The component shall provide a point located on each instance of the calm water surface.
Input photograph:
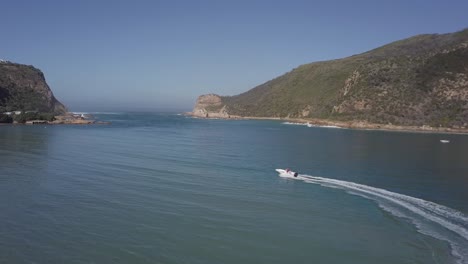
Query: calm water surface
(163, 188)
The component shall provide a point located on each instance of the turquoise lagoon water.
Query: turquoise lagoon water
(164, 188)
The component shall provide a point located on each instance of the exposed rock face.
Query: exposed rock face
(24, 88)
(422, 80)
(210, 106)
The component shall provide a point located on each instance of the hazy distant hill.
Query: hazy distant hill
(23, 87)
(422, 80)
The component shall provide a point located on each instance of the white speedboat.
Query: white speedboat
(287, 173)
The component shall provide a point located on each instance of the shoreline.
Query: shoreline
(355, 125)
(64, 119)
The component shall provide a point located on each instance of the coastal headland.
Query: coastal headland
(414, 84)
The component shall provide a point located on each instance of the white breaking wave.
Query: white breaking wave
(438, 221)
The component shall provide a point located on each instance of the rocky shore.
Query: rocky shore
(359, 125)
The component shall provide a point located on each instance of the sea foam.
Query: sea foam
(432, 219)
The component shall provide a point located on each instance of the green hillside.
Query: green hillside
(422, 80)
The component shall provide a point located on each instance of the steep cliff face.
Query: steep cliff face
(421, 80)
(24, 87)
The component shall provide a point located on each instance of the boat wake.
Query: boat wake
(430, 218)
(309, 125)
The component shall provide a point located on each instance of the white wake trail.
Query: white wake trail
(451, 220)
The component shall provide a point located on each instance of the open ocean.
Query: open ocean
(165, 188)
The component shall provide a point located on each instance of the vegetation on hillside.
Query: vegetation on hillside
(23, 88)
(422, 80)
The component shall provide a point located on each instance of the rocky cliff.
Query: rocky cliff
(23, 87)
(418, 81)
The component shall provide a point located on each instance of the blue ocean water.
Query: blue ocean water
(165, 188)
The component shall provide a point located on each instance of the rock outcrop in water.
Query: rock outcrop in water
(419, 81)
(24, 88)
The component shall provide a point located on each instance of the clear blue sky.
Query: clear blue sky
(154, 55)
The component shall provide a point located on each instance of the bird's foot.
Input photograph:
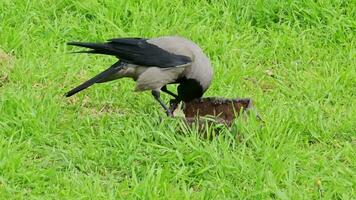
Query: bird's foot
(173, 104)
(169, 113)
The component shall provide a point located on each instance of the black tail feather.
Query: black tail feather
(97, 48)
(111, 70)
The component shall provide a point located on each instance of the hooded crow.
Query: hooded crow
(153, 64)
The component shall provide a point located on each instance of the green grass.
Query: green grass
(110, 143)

----------

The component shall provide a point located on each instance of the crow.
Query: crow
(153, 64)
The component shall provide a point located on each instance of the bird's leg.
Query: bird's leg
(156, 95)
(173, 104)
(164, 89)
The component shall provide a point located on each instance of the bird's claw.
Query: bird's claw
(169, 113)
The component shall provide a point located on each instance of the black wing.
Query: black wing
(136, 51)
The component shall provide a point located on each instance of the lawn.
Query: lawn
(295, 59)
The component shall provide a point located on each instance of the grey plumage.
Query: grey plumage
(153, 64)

----------

- Exercise directions -
Return every line in the records above that contains the word "wing".

- Exercise output -
The component shall provide a point located on each instance of the black wing.
Query: black wing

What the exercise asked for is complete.